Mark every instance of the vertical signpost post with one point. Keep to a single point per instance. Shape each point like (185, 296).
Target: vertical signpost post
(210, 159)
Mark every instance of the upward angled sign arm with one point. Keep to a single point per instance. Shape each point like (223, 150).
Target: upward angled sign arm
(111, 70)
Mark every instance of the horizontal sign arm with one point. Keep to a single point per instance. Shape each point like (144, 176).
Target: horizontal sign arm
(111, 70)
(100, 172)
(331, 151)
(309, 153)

## The exercise
Convert every line of the material above into a JSON list of strings, one string per line, and leave out any blank lines.

## Solution
[
  "Mark every instance of the vertical signpost post with one point. Keep to a single point per instance. Shape each point like (185, 296).",
  "Target: vertical signpost post",
  "(210, 159)",
  "Mark every instance of the upward angled sign arm with one point. Keep to a single point per instance. Shape each point like (223, 150).",
  "Target: upward angled sign arm",
  "(111, 70)",
  "Mark every instance of the horizontal sign arm with one point. Keep to a single point per instance. Shape each point like (144, 176).",
  "Target: horizontal sign arm",
  "(111, 70)",
  "(100, 172)",
  "(331, 151)",
  "(309, 153)"
]